* [OBJECTIVE] Reproduce the lines below from the one that contains "Reviewer note: every instance of the hillside" through the end, inclusive, and add nothing.

● ● ● ● ●

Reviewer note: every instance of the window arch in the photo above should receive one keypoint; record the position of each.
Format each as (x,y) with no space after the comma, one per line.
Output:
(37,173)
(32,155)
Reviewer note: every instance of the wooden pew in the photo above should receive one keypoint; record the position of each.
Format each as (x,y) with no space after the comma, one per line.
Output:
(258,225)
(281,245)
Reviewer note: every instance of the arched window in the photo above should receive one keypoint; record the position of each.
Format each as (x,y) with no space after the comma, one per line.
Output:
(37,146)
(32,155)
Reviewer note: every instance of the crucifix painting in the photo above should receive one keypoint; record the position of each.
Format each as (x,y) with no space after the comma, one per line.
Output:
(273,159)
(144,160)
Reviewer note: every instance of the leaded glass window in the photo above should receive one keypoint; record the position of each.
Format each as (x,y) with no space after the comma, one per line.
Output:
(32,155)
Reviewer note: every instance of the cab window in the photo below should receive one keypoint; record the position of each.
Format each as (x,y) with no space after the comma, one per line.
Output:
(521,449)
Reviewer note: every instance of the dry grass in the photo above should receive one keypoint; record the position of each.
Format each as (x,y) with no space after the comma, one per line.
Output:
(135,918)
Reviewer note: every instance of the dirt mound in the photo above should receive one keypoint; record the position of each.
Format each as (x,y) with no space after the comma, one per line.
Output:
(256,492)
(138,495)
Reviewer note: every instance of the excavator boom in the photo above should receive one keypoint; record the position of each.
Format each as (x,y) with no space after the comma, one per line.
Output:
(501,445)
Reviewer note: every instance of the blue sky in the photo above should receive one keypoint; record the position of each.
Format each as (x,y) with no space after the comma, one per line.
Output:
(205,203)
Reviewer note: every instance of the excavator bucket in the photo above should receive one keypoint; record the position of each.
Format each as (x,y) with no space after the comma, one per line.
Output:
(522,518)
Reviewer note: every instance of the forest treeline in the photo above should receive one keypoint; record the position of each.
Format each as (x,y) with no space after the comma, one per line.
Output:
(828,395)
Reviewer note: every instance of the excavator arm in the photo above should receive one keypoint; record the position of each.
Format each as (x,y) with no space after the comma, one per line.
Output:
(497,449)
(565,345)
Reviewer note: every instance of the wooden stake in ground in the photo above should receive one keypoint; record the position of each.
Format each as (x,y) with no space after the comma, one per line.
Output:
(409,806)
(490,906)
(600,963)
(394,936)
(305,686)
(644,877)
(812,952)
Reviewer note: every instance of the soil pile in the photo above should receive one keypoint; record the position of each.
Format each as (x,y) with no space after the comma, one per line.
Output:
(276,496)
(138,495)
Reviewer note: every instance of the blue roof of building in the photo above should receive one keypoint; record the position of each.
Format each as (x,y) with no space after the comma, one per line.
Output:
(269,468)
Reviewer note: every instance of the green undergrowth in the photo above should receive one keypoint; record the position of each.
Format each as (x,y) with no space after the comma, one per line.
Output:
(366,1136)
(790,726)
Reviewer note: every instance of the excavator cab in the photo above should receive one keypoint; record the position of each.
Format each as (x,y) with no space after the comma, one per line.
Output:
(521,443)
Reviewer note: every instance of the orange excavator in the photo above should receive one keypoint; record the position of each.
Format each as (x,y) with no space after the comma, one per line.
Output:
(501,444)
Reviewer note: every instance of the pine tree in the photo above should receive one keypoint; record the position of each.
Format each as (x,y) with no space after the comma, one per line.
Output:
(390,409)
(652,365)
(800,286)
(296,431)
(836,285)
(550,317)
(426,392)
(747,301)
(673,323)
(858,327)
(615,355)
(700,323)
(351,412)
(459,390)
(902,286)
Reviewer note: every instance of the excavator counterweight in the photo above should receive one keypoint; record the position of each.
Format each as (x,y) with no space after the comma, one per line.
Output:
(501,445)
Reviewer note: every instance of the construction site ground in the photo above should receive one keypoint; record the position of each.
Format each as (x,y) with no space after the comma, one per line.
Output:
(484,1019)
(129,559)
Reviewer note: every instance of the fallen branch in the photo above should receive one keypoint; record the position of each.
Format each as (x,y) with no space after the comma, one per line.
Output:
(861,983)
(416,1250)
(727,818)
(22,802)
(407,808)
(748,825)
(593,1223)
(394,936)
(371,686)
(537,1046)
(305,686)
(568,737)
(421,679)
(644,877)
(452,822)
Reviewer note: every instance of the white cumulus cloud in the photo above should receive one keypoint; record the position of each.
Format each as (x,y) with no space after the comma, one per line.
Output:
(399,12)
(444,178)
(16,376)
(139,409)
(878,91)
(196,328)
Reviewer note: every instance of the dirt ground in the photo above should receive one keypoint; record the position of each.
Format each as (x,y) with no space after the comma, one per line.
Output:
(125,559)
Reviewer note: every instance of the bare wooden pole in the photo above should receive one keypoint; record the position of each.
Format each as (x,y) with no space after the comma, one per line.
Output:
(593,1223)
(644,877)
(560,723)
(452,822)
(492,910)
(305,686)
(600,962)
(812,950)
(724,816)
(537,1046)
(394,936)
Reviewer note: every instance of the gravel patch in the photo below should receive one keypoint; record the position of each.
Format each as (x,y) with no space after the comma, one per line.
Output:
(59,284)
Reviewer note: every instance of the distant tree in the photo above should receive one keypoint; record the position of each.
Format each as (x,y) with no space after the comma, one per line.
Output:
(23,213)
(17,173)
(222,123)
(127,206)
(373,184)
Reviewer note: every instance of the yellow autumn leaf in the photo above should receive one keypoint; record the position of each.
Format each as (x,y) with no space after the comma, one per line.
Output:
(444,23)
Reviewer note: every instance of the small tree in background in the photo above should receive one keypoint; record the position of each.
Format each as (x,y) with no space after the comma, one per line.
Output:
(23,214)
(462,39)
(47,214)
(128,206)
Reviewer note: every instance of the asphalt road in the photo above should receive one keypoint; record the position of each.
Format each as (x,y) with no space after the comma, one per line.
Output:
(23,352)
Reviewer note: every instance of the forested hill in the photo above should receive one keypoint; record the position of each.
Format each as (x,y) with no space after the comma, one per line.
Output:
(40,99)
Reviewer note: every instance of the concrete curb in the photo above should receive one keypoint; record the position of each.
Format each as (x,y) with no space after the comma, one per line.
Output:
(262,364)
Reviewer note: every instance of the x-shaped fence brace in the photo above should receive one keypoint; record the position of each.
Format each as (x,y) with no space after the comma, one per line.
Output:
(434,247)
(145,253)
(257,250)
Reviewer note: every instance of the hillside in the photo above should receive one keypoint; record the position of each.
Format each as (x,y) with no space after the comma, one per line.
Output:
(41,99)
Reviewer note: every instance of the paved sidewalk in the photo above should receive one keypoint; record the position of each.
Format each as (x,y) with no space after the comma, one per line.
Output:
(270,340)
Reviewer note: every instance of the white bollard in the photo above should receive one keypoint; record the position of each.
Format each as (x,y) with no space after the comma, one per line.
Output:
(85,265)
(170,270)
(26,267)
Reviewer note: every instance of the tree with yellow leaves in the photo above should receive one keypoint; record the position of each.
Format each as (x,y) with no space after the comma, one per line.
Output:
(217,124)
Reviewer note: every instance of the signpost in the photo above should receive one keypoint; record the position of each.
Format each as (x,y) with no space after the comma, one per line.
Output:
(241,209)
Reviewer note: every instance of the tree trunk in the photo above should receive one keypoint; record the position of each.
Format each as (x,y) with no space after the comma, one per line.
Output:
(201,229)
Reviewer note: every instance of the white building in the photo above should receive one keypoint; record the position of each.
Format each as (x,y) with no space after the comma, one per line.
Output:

● ● ● ● ●

* [EXERCISE OUTPUT]
Reviewer note: every instance of the hillside in the photo above should receive one keypoint; record the position of each.
Format each as (x,y) with no space after the comma, one per line.
Output:
(41,99)
Reviewer note: every instance of the paved sidewalk in the photo above should receive one keypoint; record the position of each.
Format each as (x,y) with no space after the comma, one per line.
Output:
(270,340)
Reviewer note: every instance of the white bollard in the photo above should receive one keypoint; record the position of each.
Format each as (x,y) with no space after the comma, one per line.
Output:
(85,265)
(170,270)
(26,267)
Reviewer note: every instance of the tree with yellow leaves in the photo above should receive one keypoint; record the position of each.
Format each as (x,y) with no space after the comma, one per line.
Output:
(217,124)
Reviewer note: every instance of the signpost in the photo above should receive one keypoint; record the position of each.
Format each as (x,y) with no space after the comma, one per line.
Output:
(241,209)
Reviewer note: every instance of the tree trunk in the photo above should receive one keypoint; record the position of each.
Format each as (x,y) with no space after the comma, one per line.
Output:
(201,229)
Reviewer note: every instance of the white building in the photo above should receive one keypoint; record the position of each.
Format each as (x,y) with no space after the comma, one per line.
Output:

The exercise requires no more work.